Instructions to follow: Rewrite these rows with every "Outline every instance" switched to "Mark each instance", leaving everything else untouched.

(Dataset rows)
[BEGIN]

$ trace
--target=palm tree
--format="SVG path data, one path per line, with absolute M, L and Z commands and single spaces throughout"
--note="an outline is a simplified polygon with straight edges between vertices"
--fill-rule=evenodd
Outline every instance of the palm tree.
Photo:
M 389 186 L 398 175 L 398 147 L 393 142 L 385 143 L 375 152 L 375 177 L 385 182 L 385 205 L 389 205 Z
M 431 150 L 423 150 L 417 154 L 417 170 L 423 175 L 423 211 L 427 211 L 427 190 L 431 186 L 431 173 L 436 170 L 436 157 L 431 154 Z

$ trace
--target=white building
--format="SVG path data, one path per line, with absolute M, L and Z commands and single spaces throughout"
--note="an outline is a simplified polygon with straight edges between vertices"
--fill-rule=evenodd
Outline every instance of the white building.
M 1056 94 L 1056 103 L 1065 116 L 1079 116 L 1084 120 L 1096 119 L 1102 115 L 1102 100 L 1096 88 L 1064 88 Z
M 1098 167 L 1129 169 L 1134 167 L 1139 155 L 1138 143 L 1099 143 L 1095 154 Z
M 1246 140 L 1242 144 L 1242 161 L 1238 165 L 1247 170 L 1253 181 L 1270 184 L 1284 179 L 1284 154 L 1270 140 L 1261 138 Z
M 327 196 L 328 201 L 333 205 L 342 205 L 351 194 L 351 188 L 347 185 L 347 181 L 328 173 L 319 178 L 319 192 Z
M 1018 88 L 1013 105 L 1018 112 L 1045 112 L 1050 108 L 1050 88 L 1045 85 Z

[END]

Complete response:
$ trace
--target=palm tree
--format="SVG path data, one path per line, with absolute M, L and Z commands and single spaces throughout"
--note="an outline is a simplified polygon with straight edges between vertices"
--fill-rule=evenodd
Mark each instance of the palm tree.
Photo:
M 389 186 L 398 175 L 398 147 L 393 142 L 385 143 L 375 152 L 375 177 L 385 182 L 385 205 L 389 205 Z
M 431 150 L 423 150 L 417 154 L 417 170 L 423 175 L 423 211 L 427 211 L 427 190 L 431 186 L 431 173 L 436 170 L 436 157 L 431 154 Z

$ trace
--target=white building
--format="SVG path data, one path per line, with absolute M, L and Z commands and single spaces throughout"
--note="an outline is a simplified polygon with straight edges between vertices"
--fill-rule=evenodd
Mark each instance of the white building.
M 1056 94 L 1056 103 L 1065 116 L 1079 116 L 1084 120 L 1096 119 L 1102 115 L 1102 100 L 1096 88 L 1064 88 Z
M 1098 167 L 1129 169 L 1134 167 L 1139 155 L 1138 143 L 1099 143 L 1095 154 Z
M 1246 140 L 1242 144 L 1242 161 L 1238 165 L 1247 170 L 1253 181 L 1270 184 L 1284 179 L 1284 154 L 1270 140 L 1261 138 Z
M 327 196 L 328 201 L 333 205 L 342 205 L 351 194 L 351 188 L 347 185 L 347 181 L 328 173 L 319 178 L 319 192 Z
M 1018 88 L 1013 105 L 1018 112 L 1045 112 L 1050 108 L 1050 88 L 1045 85 Z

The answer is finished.